### Tarefa 1
Repita sem alterações as linhas dos registros, começando pela primeira e seguindo até a linha que contém "pixel 115 198", com ela inclusa.

***** Trecho do texto *****

Para ouvir o reparto em Havana, você não precisa ir longe.

Está tocando em todos os táxis, em todos os cafés que margeiam La Habana Vieja, nas noites de sexta-feira no Don Cangrejo e nas manhãs de sábado no Mio y Tuyo. Uma mistura caseira de reggaeton e ritmos tradicionais cubanos, é a trilha sonora preeminente de Cuba hoje — e continua surgindo com força dos bairros da ilha.

Em espanhol, “reparto” significa diferentes coisas. Geralmente, a palavra pode significar “alocar” ou “dividir e compartilhar”. Em Cuba, também é um termo da gíria que descreve bairros de classe trabalhadora nas periferias de Havana — comunidades residenciais marcadas por dificuldades, prédios em ruínas e escassez constante. É nesses distritos, através de artistas como Wampi e Wildey, que o reparto encontra um novo significado.

O reparto está enraizado na timba, um som cubano clássico que explodiu nos anos 90 e funde o son cubano, salsa, funk, música folclórica afro-cubana e jazz em um híbrido improvisacional. O reparto se constrói sobre essa complexidade misturando batidas de reggaeton com seu característico padrão rítmico de clave.

“Reparto são as ruas, o bairro, transformados em forma musical”, diz Wampi, cujo nome verdadeiro é Dasiel Mustelier Oruña. “É música para as pessoas se divertirem e dançarem”. O jovem de 22 anos tem mais de 200 milhões de reproduções no YouTube e Spotify, com hits como “Por Ustedes (Pornosotros 2)” e “Tienes Que Nacer de Nuevo“. Esses números provavelmente são uma subestimação. Em um país com cortes de energia diários, tanto sancionados pelo estado quanto espontâneos, internet extremamente limitada e plataformas como Spotify totalmente restritas, o reparto não se estabeleceu em Cuba através de ondas de rádio ou contratos com gravadoras. O gênero cresceu através de aplicativos de mensagens como Telegram e redes ilícitas como el paquete — o pacote — um sistema onde o conteúdo é compartilhado semanalmente via pen drives. Através de USBs passados de mão em mão, pelos alto-falantes de celulares em ônibus lotados, em festas noturnas com o mar ao fundo, nos repartos, ardente e desenfreado, o gênero fez seu nome.

***** Materiais fornecidos *****

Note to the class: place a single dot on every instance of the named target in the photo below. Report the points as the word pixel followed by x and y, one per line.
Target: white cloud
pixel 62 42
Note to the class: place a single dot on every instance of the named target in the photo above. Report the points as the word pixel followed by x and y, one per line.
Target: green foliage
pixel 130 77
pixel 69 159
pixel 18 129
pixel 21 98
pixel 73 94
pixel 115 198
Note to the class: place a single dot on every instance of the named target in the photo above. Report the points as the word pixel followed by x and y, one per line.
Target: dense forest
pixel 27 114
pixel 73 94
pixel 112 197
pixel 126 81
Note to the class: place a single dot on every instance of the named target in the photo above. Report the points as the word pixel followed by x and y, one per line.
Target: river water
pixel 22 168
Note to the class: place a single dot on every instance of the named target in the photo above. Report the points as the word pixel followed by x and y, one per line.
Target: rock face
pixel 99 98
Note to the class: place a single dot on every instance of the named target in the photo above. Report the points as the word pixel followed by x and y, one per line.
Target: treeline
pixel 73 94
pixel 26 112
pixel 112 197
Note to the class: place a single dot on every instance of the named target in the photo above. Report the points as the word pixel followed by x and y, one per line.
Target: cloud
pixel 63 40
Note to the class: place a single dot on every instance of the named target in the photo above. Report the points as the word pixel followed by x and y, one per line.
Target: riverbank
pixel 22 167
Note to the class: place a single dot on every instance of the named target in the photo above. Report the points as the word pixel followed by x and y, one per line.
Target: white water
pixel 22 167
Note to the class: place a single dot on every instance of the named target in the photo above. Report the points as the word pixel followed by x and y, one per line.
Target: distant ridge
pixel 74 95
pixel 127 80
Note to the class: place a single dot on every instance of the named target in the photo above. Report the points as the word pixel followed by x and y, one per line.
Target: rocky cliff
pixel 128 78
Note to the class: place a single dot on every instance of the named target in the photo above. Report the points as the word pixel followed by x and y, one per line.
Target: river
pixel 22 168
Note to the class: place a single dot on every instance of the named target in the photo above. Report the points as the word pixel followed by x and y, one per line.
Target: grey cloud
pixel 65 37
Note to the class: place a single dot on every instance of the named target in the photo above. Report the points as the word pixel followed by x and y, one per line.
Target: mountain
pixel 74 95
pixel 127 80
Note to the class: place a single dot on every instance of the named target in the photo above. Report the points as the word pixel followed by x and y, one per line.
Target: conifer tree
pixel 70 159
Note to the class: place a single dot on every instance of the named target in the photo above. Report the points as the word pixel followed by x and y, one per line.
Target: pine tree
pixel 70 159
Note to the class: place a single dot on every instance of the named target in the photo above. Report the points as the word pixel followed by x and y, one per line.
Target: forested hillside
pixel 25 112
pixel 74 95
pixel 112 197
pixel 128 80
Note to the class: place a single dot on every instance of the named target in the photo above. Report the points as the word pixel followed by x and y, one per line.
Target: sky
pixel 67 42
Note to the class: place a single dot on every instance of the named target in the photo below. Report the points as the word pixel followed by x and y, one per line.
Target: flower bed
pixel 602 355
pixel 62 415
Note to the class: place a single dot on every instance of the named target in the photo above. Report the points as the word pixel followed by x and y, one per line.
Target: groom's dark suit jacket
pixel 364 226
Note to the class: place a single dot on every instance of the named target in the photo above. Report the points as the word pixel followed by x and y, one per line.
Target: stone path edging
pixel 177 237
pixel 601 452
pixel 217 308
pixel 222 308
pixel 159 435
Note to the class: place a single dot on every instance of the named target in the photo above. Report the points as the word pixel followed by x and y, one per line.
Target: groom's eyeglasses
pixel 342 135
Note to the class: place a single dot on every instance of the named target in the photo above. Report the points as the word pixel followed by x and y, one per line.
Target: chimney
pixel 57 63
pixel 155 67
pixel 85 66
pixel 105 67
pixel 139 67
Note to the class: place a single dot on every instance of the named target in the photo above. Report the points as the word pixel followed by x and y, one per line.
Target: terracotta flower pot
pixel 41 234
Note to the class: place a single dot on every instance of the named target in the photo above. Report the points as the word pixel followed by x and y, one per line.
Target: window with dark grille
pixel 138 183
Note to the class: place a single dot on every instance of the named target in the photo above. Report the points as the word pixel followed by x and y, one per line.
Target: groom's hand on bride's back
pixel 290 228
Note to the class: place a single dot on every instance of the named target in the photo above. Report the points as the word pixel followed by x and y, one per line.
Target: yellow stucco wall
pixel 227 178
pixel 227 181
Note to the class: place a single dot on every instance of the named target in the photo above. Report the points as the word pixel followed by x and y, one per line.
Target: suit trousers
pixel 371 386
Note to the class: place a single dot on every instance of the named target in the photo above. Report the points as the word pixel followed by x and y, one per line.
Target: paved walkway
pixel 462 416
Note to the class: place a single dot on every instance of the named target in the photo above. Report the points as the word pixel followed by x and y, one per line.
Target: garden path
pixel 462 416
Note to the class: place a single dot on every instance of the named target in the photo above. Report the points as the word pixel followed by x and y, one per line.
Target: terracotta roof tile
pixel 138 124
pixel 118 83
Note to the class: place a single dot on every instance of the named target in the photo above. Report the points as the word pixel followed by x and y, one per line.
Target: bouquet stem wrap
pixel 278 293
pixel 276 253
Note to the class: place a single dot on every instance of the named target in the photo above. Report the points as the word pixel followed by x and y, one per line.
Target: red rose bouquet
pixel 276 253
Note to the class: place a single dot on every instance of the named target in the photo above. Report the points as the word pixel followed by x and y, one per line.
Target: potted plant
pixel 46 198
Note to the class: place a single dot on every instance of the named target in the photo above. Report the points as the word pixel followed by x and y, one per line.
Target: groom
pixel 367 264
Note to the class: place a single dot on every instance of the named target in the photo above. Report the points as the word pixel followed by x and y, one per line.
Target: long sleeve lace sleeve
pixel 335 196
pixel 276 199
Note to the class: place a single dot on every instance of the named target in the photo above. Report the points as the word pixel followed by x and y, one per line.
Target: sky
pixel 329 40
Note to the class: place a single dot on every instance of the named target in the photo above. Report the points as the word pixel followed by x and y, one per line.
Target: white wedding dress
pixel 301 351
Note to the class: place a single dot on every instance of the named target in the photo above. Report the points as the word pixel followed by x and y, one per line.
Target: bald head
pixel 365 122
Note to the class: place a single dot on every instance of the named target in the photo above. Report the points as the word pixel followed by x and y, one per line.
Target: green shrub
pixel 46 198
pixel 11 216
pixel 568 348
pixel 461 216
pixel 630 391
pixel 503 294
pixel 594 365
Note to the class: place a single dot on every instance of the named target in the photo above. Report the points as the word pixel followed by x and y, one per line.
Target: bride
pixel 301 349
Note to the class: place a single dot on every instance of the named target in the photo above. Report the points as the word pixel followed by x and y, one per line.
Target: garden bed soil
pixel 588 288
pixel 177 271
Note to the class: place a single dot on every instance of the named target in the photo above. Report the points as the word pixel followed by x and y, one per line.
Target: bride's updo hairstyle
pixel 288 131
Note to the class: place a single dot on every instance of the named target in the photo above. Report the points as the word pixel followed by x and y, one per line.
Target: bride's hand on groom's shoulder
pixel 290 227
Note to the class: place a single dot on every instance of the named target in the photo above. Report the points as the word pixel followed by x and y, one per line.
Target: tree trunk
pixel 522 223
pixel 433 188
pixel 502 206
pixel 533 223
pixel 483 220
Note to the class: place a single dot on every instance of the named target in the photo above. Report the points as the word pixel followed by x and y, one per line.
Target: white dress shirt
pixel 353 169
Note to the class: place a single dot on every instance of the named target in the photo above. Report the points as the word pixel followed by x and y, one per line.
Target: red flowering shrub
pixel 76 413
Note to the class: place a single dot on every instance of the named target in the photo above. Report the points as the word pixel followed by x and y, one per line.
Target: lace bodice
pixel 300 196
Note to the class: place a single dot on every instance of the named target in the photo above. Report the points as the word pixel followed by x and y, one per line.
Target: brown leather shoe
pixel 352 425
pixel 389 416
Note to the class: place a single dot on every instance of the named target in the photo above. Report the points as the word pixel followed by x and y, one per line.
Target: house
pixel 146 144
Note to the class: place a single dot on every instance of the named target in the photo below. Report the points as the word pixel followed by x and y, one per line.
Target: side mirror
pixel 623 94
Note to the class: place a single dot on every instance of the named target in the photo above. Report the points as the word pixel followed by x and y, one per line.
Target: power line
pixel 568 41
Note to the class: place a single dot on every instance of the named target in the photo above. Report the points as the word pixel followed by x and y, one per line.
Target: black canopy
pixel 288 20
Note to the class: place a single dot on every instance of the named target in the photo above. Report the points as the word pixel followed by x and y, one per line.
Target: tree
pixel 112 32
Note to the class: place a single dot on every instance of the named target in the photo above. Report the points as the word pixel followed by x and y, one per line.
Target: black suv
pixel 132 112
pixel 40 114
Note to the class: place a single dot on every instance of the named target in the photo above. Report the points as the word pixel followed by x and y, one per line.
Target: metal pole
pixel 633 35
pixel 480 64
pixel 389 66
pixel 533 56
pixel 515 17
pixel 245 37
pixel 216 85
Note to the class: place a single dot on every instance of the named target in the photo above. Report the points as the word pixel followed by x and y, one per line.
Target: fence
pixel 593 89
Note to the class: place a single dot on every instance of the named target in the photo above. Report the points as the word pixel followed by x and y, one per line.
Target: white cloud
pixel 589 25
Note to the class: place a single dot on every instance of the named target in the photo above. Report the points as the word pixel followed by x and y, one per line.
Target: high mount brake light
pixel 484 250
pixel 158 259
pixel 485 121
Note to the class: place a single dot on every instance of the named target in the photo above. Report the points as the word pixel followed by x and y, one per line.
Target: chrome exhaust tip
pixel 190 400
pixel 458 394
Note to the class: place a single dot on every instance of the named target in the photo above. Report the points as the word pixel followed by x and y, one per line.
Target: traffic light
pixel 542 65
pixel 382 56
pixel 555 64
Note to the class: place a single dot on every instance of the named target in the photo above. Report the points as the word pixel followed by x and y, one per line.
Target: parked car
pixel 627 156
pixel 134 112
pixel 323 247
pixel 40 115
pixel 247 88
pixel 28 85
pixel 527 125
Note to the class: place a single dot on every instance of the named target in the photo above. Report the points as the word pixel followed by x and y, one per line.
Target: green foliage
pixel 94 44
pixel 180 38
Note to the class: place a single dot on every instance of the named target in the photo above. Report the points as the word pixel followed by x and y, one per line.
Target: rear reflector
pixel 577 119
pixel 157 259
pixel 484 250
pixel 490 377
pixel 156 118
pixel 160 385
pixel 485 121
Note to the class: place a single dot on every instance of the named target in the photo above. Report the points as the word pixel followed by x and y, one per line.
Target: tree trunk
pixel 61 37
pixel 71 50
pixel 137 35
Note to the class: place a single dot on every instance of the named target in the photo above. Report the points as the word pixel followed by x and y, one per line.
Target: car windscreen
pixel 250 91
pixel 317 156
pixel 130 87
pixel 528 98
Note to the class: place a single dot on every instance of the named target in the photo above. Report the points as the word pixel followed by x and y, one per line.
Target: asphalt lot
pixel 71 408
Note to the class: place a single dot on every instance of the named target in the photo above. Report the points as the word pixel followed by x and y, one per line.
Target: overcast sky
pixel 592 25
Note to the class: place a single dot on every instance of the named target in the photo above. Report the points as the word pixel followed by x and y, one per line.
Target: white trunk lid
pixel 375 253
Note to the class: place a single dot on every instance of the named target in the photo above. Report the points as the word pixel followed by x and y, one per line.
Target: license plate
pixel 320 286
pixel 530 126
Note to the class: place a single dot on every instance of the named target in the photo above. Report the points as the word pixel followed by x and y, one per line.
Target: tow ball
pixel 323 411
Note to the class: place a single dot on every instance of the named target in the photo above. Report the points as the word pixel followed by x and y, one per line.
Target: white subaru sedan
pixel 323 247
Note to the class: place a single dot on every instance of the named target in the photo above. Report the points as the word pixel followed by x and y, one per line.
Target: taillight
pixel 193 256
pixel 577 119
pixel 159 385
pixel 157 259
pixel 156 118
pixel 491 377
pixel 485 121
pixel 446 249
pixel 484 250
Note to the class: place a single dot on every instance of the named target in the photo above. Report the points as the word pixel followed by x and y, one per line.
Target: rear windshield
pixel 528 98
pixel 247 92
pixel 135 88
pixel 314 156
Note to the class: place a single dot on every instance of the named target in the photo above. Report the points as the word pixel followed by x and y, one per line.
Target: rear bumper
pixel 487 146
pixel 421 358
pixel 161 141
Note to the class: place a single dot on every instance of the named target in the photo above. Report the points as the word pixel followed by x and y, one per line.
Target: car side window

*****

### Tarefa 2
Indique se cada afirmação a seguir está de acordo com o trecho sobre o reparto em Cuba. Responda sim ou não e cite literalmente as palavras do trecho que decidem.
(a) Wampi tem 22 anos.
(b) O reparto se estabeleceu em Cuba por meio de contratos com gravadoras.
(c) A timba explodiu nos anos 80.

### Resposta correta 1
Note to the class: place a single dot on every instance of the named target in the photo below. Report the points as the word pixel followed by x and y, one per line.
Target: white cloud
pixel 62 42
Note to the class: place a single dot on every instance of the named target in the photo above. Report the points as the word pixel followed by x and y, one per line.
Target: green foliage
pixel 130 77
pixel 69 159
pixel 18 129
pixel 21 98
pixel 73 94
pixel 115 198

### Resposta correta 2
(a) Sim: "O jovem de 22 anos tem mais de 200 milhões de reproduções no YouTube e Spotify"
(b) Não: "o reparto não se estabeleceu em Cuba através de ondas de rádio ou contratos com gravadoras"
(c) Não: "um som cubano clássico que explodiu nos anos 90"